Nestled in Mont Blanc’s shadow, Chamonix Valley is one of the most spectacular places on Earth.
Locals have known this truth for centuries. Yet, for more than 200 years tourists have come from across the globe to witness its splendour. Its reputation as a world-class ski area with stunning natural beauty made Chamonix the perfect backdrop for the first Winter Olympic Games in 1924. Since the first skiers descended its slopes, it’s captured the imagination of sportspeople and artists alike.
Such natural beauty is precious, especially for residents in the tourism industry. That’s why, as climate change threatens mountain communities worldwide, the CCVCMB (Chamonix’s local authority) has placed “eco-consciousness” at the top of its agenda.
In 2013, Chamonix was one of the first three ski resorts in France to earn a Floçon Vert. On their website, the independent watchdog attributes this to the strong environmental education children receive in Chamonix’s schools. “Patrimoine”—a sense of natural heritage and cultural history—is one of the resort’s core values, nurtured through school trips, local events, and cooperative initiatives with other villages in the Savoy region.
Floçon Vert has also praised Chamonix’s “ecological transition” over the past two decades, a change that finally earned the resort its Cit’ergie label in May last year. In September 2022, the CCVCMB launched the “La Nuit Est Belle” campaign: reducing street lighting by 35% and encouraging residents to turn off excess lights to reduce light pollution in the valley.
Since the construction of the valley’s Emosson Dam in the late-1960s, hydroelectricity has been key to Chamonix’s transition. Indeed, the only part of the resort still reliant on fossil fuels are its snow groomers.
However, Mathieu Dechavanne, CEO of the Compagnie du Mont-Blanc lift company, stated in 2021 his aim for these vehicles to be carbon neutral within “5 to 10 years”. The company is investing heavily in hydrogen fuel cells and hybrid technology, and as part of its environmental work for the resort has run an ecological observatory since 2014 to identify areas of concern.

■ **WHAT YOU NEED TO DO**
Answer these questions from the passage on Chamonix:
1. In what year did Chamonix serve as the backdrop for the first Winter Olympic Games?
2. By what percentage did the "La Nuit Est Belle" campaign reduce street lighting?
3. Which part of the resort is still reliant on fossil fuels?
The data that comes next is separate material with no connection to the Chamonix passage.

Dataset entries
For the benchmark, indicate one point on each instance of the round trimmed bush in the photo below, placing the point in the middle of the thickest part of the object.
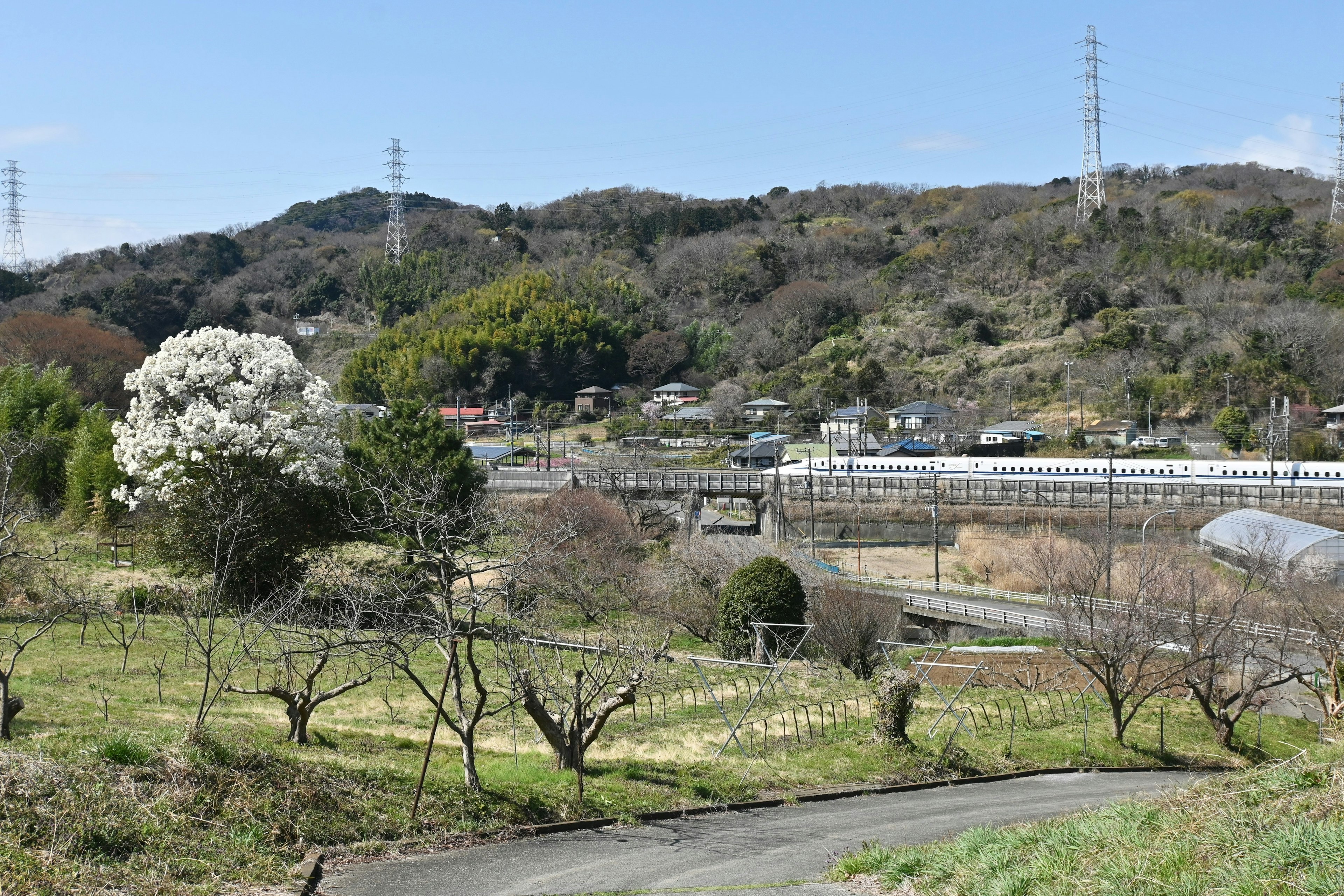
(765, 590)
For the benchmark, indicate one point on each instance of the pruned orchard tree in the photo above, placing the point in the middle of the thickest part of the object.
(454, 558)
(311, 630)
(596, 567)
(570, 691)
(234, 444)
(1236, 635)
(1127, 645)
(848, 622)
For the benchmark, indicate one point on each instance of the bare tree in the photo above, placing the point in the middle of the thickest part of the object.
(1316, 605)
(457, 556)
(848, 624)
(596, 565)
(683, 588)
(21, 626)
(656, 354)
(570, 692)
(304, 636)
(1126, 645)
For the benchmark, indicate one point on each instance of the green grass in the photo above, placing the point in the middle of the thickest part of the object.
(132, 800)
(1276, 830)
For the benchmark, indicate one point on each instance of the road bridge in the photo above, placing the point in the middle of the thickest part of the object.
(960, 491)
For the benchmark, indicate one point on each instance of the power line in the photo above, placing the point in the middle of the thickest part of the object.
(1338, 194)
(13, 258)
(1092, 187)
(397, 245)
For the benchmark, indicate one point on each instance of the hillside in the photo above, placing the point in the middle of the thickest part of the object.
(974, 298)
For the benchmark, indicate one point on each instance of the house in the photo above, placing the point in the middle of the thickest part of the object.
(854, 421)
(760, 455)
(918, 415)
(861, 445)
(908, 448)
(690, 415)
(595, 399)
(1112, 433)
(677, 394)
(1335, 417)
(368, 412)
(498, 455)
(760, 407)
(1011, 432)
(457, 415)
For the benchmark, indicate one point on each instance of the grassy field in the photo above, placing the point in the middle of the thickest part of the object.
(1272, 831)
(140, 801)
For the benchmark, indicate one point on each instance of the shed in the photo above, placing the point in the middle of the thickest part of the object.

■ **REPLY**
1. 1924
2. 35%
3. Its snow groomers